Text passage section start

The oracle had a gentle voice and asked if I had any specific questions. I said no, other than wondering if I was on the right track.

I’ll admit, it’s a pretty vague question, but I think I was too scared to ask something specific. Specific questions often lead to specific answers and I wasn’t ready to hear them yet.

“There’s something… I’m getting a message… It’s telling me you need to stop trying so hard… does that mean anything to you?”

Tears pooled in the corners of my eyes.

Yes. Of course it did. Not only was I a 40-something woman with two teens, living through a pandemic during the greatest upheaval in our country’s history, I felt like a failure.

I had no stable career. I had no independent income. I had tried multiple businesses, and going back to office life, and each one failed.

I was a grown ass ambitious woman who didn’t know what to do with her life. Although I had tried to know. I had tried very, very hard.

I would give you a list, but honestly, it doesn’t matter what’s on it. What matters is what’s not, which was to stop seeking outside validation for my worth.

As trite as that sounds, there are real reasons it’s taken me this long to understand, not just in my mind, but in my heart and soul too.

Text passage section end

• **Problems to work on**
1) Output the part of the oracle passage starting at "Yes. Of course" and ending at "and soul too.", copied word for word.
2) Using the oracle passage, answer these:
(a) Besides saying no to specific questions, what did the writer wonder about?
(b) How many teens does the writer have?
(c) According to the writer, what was missing from the list?
The rows that follow have no connection to the oracle passage.

Entries supplied section start

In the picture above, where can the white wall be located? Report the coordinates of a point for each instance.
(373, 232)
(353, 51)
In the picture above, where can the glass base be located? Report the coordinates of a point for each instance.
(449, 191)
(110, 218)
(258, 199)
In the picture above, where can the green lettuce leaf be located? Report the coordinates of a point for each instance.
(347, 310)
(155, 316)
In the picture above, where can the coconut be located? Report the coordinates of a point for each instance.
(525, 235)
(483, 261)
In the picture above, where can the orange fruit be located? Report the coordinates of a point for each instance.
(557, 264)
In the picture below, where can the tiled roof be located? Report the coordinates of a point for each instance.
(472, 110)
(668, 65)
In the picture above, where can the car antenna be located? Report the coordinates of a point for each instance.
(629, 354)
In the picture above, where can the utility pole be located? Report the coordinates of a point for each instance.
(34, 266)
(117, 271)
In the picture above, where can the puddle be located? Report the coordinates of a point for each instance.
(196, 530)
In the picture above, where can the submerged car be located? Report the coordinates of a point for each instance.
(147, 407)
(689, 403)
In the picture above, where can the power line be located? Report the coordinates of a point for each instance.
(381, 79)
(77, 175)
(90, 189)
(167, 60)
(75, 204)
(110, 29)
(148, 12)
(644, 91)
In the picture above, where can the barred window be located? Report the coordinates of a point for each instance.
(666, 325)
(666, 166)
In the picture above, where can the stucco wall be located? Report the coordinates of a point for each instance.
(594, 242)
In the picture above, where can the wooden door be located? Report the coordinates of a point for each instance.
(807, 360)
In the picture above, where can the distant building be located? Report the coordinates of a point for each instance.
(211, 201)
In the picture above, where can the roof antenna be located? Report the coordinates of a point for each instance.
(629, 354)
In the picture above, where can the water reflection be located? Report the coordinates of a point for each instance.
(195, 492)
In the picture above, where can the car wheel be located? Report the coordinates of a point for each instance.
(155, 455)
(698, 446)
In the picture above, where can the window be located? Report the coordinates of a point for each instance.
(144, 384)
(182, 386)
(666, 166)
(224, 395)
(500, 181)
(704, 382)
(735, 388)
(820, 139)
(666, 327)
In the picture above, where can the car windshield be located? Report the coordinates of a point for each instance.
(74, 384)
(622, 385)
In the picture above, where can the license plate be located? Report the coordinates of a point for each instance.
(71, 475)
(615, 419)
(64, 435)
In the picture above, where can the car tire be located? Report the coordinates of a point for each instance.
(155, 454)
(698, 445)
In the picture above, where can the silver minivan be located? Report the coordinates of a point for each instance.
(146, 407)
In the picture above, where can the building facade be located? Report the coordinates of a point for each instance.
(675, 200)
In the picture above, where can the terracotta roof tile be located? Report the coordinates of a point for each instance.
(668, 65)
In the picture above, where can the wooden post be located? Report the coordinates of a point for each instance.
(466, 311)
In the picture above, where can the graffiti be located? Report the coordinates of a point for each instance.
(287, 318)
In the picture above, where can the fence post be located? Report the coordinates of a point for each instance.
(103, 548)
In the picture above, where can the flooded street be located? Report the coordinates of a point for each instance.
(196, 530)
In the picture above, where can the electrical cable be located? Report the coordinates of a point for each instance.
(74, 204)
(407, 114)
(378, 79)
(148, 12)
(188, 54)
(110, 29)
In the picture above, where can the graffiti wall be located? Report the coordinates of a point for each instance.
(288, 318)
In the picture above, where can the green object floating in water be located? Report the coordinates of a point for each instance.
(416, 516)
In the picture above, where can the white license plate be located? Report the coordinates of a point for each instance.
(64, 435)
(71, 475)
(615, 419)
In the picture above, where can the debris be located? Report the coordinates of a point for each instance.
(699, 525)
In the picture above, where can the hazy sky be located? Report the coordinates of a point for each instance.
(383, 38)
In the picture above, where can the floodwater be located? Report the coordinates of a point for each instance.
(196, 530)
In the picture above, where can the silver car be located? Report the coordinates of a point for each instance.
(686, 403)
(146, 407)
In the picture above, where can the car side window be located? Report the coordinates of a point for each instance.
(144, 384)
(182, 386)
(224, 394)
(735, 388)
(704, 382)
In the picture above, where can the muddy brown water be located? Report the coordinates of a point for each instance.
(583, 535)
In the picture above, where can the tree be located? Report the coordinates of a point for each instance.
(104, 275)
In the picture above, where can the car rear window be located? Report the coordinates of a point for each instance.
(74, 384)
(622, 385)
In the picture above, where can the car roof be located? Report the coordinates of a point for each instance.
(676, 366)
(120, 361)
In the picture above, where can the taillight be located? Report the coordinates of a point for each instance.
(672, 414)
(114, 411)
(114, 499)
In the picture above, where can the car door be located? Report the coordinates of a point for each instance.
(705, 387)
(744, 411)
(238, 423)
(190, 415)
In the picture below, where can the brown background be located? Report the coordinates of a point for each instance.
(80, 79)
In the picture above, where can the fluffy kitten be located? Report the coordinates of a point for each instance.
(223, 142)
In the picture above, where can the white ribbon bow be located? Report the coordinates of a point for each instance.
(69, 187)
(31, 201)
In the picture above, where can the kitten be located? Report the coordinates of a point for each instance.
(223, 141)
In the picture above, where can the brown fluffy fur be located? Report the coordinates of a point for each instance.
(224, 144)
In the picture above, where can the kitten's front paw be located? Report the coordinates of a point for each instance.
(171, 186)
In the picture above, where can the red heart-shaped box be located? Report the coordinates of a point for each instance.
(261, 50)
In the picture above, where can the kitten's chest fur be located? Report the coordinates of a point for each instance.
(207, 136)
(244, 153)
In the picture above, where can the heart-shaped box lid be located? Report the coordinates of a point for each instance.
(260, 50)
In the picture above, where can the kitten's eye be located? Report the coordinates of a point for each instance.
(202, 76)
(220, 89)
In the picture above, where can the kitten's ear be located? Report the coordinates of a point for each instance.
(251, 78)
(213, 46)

Entries supplied section end

• **Per-task answers**
1)
Yes. Of course it did. Not only was I a 40-something woman with two teens, living through a pandemic during the greatest upheaval in our country’s history, I felt like a failure.

I had no stable career. I had no independent income. I had tried multiple businesses, and going back to office life, and each one failed.

I was a grown ass ambitious woman who didn’t know what to do with her life. Although I had tried to know. I had tried very, very hard.

I would give you a list, but honestly, it doesn’t matter what’s on it. What matters is what’s not, which was to stop seeking outside validation for my worth.

As trite as that sounds, there are real reasons it’s taken me this long to understand, not just in my mind, but in my heart and soul too.

2)
(a) Whether the writer was on the right track.
(b) Two.
(c) To stop seeking outside validation for her worth.